Written problem: Write out the entries, please, from the line containing "Where can you spot the black winter" through their final line, exactly and with nothing else.

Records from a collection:

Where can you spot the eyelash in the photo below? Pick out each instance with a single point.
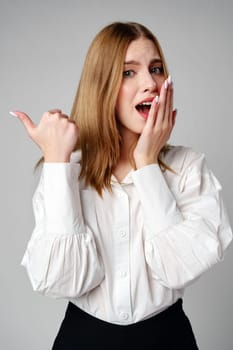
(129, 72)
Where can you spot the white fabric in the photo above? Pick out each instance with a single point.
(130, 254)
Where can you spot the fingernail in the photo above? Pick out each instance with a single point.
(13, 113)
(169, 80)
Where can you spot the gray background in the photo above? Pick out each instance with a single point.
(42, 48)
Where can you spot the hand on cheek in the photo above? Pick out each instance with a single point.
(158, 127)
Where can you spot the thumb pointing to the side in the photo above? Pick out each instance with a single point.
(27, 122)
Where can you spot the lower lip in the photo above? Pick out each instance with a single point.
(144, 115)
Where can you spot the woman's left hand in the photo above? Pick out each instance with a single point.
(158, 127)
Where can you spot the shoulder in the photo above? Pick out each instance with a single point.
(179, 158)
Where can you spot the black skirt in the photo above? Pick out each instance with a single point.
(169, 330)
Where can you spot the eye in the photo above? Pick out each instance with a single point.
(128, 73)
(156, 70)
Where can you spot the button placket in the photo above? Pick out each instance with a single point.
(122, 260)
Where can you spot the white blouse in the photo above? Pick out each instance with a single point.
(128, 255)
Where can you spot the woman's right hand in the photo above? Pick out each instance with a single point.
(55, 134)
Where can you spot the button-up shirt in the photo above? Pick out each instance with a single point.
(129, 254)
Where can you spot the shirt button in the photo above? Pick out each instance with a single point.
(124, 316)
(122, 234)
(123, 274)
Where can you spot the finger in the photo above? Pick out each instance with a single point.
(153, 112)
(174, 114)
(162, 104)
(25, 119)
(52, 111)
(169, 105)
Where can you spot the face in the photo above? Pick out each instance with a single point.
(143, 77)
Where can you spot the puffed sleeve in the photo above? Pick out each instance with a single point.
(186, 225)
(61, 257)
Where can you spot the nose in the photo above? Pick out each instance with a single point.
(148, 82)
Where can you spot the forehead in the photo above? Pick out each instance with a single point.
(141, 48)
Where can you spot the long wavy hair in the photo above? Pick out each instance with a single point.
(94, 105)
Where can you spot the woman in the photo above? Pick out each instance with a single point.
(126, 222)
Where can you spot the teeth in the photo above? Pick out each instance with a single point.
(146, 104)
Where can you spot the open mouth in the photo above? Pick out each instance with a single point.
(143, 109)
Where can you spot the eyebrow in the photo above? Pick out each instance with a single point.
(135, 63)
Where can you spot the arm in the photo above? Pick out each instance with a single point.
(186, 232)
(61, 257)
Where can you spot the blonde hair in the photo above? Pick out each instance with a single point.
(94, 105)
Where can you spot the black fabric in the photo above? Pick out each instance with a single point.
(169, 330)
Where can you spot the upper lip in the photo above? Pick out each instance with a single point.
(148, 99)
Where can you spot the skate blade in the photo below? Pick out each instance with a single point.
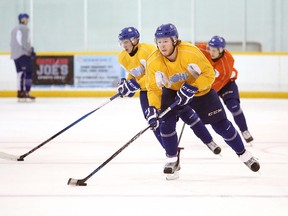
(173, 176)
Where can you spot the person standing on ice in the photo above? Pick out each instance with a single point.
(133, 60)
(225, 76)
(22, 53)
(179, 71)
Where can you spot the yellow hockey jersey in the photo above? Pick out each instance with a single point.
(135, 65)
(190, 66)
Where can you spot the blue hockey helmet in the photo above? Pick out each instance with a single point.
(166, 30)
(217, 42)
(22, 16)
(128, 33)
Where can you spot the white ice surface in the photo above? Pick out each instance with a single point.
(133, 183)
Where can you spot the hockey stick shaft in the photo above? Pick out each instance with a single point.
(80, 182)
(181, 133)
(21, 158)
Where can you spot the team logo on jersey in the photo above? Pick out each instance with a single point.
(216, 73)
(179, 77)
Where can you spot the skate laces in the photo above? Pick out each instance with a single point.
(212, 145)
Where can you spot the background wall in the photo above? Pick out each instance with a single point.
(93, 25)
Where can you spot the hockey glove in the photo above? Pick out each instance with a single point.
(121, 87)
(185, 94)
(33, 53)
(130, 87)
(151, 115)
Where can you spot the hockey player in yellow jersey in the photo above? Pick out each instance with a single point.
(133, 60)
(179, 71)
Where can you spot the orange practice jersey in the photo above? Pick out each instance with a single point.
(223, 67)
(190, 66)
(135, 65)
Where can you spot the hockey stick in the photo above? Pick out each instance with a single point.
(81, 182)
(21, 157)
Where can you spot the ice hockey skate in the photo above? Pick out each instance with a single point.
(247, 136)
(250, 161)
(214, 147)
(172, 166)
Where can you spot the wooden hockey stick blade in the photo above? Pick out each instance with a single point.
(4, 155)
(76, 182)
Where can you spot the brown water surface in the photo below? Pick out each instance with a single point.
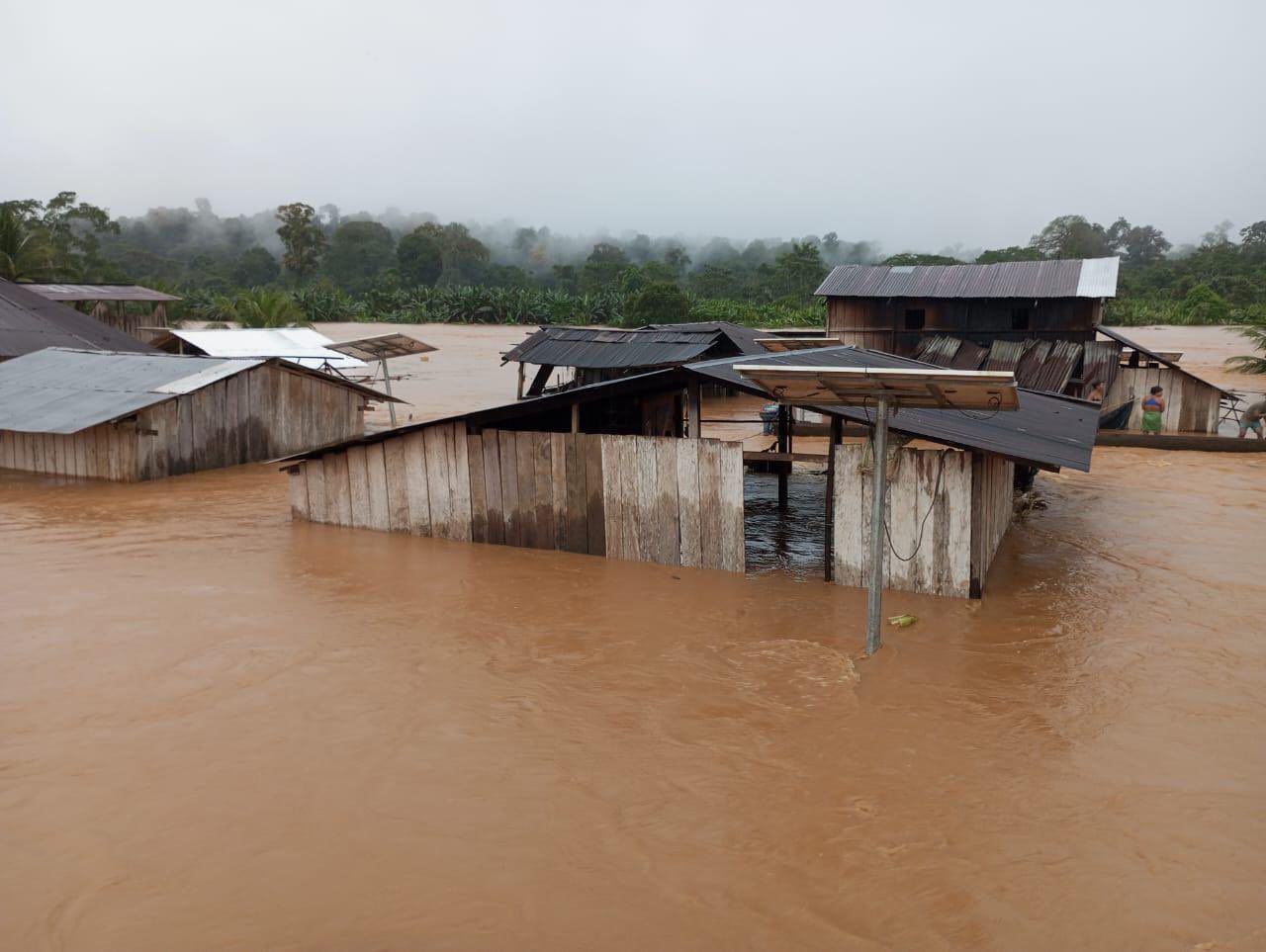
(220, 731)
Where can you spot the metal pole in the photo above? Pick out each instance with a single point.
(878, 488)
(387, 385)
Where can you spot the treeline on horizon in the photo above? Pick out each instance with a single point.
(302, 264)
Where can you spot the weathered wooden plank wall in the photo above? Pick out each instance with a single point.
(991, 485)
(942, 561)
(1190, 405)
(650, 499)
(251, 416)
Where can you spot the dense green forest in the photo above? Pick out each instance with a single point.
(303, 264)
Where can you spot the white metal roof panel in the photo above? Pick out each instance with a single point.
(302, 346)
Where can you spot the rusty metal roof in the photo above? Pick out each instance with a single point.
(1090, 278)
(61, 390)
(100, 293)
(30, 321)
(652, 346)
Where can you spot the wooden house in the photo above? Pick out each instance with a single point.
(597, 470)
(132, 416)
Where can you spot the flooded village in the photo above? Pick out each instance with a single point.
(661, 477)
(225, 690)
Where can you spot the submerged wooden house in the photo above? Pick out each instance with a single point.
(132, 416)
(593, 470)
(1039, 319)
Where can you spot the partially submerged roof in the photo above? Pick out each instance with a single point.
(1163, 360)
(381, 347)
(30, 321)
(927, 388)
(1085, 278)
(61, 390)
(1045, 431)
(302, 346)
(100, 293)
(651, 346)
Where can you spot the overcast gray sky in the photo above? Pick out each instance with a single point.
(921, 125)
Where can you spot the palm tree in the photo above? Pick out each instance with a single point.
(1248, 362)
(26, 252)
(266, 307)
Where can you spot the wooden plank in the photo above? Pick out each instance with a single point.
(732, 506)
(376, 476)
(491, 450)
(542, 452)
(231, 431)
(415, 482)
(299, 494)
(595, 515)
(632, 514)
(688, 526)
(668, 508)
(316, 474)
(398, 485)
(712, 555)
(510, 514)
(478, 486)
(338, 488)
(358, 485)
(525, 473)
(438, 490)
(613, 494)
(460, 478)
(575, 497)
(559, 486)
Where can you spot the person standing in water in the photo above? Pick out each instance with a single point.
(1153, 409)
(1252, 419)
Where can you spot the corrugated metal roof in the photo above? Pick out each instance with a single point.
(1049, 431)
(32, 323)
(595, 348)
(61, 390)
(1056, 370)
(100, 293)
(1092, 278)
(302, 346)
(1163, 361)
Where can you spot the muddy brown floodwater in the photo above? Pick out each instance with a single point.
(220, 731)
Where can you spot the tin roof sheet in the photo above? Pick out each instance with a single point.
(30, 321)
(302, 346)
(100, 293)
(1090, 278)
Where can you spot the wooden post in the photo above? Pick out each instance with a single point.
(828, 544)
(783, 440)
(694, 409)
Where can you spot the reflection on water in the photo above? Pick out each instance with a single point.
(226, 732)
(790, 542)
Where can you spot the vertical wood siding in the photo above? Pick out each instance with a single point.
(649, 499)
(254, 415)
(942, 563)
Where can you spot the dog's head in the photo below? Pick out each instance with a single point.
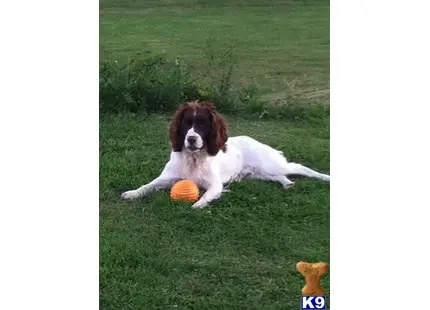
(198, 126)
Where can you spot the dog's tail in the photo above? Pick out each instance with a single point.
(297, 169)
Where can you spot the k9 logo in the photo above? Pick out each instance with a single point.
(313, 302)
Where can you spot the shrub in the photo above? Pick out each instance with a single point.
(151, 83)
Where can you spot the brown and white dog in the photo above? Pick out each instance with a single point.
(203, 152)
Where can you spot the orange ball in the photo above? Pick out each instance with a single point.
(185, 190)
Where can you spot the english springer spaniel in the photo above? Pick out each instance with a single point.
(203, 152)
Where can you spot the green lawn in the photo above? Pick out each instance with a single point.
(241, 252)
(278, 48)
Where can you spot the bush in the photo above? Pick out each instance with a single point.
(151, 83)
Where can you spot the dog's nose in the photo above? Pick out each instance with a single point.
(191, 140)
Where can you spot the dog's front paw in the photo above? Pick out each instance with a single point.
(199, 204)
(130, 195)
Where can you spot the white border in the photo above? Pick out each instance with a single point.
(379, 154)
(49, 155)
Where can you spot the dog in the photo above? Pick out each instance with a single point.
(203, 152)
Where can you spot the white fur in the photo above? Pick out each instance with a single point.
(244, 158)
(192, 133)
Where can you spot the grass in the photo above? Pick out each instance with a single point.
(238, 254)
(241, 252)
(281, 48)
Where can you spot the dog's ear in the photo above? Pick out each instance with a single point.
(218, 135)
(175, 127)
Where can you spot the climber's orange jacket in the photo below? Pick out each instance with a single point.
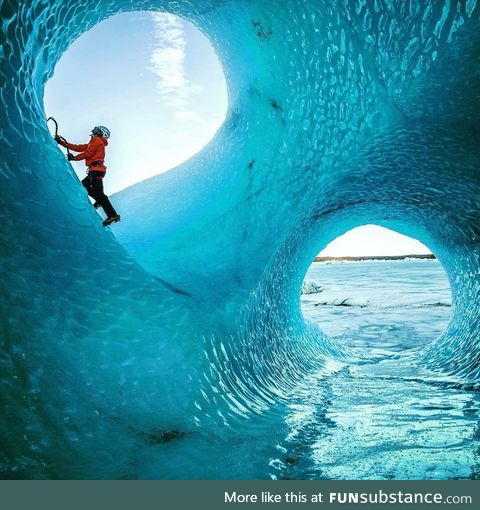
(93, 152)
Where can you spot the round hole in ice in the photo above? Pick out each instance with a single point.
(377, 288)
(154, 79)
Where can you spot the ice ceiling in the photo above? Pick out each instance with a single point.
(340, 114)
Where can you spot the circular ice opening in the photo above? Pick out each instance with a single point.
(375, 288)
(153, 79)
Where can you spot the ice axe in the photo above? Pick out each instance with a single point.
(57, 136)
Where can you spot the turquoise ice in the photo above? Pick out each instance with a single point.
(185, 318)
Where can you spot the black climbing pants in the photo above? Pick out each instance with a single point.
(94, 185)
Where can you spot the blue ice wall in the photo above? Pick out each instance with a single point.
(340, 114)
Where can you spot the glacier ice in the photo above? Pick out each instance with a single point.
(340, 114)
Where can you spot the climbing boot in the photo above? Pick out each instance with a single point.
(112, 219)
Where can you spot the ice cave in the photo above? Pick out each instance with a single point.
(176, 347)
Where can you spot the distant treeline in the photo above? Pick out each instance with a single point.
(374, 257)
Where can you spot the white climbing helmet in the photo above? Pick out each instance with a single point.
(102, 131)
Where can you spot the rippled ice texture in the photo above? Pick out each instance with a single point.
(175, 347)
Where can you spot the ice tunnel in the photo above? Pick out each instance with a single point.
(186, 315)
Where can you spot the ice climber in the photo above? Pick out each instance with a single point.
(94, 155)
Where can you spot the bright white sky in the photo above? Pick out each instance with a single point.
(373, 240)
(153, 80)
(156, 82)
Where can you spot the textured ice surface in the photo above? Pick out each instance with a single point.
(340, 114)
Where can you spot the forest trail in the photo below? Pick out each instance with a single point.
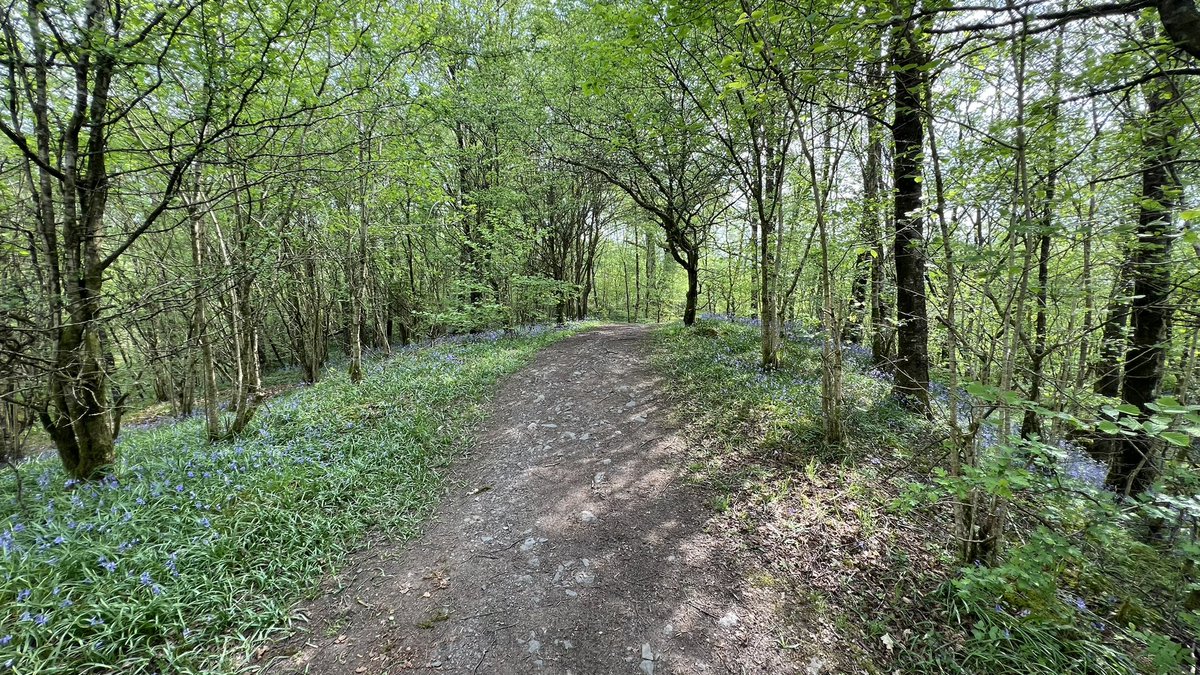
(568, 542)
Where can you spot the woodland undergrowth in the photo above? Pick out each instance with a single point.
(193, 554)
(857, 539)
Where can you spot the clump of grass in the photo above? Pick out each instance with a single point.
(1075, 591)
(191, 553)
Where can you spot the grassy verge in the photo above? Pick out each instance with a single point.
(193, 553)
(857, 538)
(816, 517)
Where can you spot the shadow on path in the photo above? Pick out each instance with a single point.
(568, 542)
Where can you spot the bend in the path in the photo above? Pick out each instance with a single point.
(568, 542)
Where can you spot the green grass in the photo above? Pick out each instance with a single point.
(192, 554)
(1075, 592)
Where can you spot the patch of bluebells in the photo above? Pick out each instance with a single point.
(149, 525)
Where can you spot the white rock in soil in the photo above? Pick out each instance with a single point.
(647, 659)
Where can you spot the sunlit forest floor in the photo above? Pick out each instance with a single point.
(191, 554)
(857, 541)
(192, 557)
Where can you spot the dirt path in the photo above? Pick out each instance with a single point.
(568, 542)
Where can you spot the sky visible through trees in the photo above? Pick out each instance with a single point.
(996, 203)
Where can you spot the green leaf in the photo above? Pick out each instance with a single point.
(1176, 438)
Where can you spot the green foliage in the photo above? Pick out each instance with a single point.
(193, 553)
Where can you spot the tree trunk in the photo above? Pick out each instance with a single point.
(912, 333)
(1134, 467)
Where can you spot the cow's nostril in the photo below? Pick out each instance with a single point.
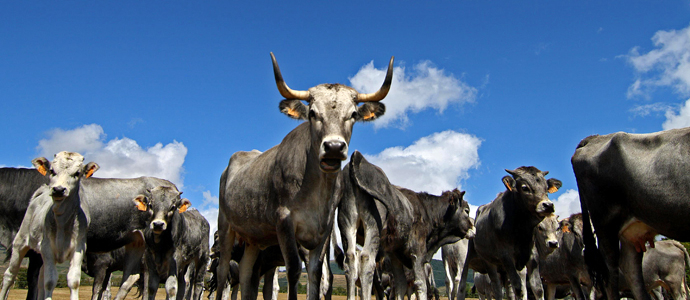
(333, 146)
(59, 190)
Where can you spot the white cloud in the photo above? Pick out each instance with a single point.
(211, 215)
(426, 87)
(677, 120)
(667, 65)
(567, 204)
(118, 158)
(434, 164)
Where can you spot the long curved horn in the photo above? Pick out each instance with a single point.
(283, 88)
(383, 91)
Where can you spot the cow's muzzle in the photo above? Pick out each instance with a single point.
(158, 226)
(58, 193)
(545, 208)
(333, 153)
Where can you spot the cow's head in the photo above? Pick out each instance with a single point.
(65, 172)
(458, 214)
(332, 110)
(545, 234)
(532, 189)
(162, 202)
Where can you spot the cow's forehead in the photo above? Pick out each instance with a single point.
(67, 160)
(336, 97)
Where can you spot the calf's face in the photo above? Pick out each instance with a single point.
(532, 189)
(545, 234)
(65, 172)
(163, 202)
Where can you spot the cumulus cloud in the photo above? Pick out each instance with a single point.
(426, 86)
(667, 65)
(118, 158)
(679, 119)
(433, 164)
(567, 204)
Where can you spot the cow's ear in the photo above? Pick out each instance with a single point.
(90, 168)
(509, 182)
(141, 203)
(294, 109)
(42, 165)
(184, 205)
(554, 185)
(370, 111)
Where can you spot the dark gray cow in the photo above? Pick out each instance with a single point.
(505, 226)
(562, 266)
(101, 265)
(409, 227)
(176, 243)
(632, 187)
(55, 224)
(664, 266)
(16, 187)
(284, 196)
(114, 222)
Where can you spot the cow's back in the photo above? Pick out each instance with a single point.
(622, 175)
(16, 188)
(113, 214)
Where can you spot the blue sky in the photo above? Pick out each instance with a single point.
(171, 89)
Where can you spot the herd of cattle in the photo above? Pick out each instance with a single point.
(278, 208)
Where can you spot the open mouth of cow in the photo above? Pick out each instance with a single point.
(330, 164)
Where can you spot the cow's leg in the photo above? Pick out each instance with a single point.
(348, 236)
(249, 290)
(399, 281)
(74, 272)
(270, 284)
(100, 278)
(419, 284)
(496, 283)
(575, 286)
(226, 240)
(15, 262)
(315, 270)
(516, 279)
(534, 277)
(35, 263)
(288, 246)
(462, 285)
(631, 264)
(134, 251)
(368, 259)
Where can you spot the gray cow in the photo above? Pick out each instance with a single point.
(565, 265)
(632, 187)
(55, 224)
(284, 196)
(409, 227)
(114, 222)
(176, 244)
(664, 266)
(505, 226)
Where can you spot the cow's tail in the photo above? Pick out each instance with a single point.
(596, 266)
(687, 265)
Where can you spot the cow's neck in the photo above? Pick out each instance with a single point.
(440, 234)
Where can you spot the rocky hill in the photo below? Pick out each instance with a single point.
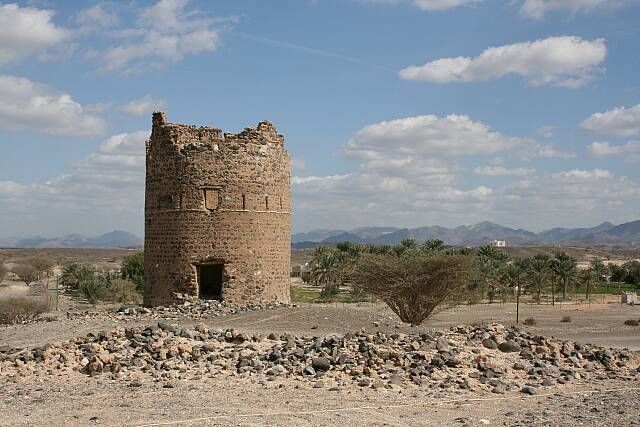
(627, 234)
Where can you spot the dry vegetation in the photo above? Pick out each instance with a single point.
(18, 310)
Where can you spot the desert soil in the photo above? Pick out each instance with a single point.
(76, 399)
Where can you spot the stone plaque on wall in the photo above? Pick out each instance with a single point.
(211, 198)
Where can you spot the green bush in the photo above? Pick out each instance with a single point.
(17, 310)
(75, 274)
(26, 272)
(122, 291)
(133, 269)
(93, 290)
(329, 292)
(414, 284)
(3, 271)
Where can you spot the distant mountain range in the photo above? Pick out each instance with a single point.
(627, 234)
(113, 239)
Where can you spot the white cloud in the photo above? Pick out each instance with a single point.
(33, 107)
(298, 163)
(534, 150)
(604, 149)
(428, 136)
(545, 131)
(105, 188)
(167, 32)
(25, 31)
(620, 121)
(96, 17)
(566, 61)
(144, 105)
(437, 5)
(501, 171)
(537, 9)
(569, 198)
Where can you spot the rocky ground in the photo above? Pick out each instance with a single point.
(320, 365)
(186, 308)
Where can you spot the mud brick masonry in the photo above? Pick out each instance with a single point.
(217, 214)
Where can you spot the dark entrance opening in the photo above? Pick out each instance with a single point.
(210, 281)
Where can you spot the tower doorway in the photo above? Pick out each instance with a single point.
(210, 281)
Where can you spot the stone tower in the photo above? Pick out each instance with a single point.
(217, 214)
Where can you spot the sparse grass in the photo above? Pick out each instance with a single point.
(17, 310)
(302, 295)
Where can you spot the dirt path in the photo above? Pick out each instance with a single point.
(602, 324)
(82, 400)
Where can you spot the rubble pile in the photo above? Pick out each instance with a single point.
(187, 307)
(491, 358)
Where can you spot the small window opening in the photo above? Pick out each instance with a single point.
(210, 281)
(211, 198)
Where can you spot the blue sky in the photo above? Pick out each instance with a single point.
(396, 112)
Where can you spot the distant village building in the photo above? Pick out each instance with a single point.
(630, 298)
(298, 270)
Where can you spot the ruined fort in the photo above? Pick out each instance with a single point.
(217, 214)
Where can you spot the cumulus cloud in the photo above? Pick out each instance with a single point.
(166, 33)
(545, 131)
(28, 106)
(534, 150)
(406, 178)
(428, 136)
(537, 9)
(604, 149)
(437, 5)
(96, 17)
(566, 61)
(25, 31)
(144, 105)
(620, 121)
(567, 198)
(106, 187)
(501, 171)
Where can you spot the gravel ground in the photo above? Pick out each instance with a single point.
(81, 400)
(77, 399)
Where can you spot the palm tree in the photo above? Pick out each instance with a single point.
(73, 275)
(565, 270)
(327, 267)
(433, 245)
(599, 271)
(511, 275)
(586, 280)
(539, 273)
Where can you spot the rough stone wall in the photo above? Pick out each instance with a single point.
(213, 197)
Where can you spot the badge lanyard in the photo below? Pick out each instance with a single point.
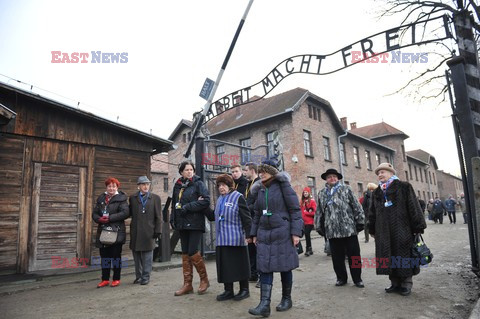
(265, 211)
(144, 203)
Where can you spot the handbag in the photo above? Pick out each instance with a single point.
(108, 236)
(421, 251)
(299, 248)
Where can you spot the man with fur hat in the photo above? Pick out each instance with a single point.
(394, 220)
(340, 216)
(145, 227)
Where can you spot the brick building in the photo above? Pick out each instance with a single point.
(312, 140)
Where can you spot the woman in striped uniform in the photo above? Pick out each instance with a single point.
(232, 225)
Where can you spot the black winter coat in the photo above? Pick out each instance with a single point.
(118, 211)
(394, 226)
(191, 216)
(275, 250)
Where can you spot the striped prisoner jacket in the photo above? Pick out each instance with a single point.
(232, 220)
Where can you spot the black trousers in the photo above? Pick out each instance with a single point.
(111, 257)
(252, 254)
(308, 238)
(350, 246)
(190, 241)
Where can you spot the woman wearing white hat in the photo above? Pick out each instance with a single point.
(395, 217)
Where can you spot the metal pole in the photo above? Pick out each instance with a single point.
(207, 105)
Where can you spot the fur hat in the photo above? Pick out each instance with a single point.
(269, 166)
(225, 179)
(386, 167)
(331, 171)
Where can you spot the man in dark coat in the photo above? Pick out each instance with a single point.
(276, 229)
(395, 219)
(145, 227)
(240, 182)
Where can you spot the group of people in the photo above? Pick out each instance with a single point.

Complete answer:
Where can you spot the black winter coat in the photo above? Pick out each instance with a single point.
(118, 211)
(394, 226)
(191, 216)
(275, 250)
Where can you spot the striped prisoner jacket in the photo above? Pick out each instance with a single point.
(232, 220)
Where can you spot the black trousers in the photo above? Pick out each instance with a single point.
(111, 257)
(252, 254)
(308, 238)
(350, 246)
(190, 241)
Where can you spot the woman wearing white hat in the photo above? Pick out each instance with a single point.
(395, 217)
Where can you spot the metal pole in the photo above? Pick out each instance with a single point.
(207, 105)
Where can you spot the fur hat in the photo above? Pick out each instance with a single point.
(269, 166)
(225, 179)
(386, 167)
(331, 171)
Where can you spot the man in dark coat in the photo above? Pick out each instance with a single point.
(276, 229)
(395, 219)
(145, 227)
(240, 182)
Where can you spot the group of people in the photo above? Pick out each instance with a single point.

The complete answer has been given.